→ **LISTED ENTRIES**
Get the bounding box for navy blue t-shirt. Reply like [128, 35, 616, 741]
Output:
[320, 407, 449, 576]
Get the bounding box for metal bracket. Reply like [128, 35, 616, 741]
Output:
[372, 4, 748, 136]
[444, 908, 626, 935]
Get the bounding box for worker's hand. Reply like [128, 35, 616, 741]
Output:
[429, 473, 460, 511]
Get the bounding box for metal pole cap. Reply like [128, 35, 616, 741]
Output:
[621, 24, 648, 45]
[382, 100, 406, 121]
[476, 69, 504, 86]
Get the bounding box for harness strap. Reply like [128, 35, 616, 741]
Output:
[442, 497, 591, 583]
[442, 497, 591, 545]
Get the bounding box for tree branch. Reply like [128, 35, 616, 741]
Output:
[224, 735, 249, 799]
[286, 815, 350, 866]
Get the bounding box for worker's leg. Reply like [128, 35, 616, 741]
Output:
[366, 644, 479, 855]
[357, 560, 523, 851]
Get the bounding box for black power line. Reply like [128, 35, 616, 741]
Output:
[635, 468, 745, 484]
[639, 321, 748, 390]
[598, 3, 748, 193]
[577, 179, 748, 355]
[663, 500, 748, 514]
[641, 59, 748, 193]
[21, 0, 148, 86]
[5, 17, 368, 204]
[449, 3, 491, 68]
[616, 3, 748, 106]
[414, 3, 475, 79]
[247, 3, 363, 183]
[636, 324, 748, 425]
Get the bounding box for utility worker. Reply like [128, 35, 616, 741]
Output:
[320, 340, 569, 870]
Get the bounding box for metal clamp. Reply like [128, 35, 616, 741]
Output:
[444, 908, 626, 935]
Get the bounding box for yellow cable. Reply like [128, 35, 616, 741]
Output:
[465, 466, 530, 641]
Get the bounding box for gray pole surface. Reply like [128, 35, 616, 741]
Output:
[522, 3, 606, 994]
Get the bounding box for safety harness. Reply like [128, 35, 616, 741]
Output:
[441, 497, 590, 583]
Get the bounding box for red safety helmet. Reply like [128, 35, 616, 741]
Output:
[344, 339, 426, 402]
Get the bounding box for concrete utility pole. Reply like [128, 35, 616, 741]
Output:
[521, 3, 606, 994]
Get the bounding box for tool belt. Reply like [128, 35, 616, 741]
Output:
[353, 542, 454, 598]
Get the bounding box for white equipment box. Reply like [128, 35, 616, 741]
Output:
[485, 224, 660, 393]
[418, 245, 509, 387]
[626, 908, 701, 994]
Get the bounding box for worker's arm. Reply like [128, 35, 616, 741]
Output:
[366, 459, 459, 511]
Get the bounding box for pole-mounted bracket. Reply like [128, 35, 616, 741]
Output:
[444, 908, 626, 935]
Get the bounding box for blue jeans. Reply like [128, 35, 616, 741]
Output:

→ **WHAT THE TASK REQUIRES**
Copy the lines from the one containing "Get the bounding box for gray" through the one containing "[441, 497, 590, 583]", inclusive, and switch "safety harness" to "climbing harness" while leaving everything else unchanged.

→ **THE OUTPUT**
Get the bounding box for gray pole surface. Reply like [128, 35, 616, 741]
Output:
[522, 3, 606, 994]
Get the bounding box for climbing harness. Reply like [128, 35, 616, 741]
Output:
[441, 497, 590, 583]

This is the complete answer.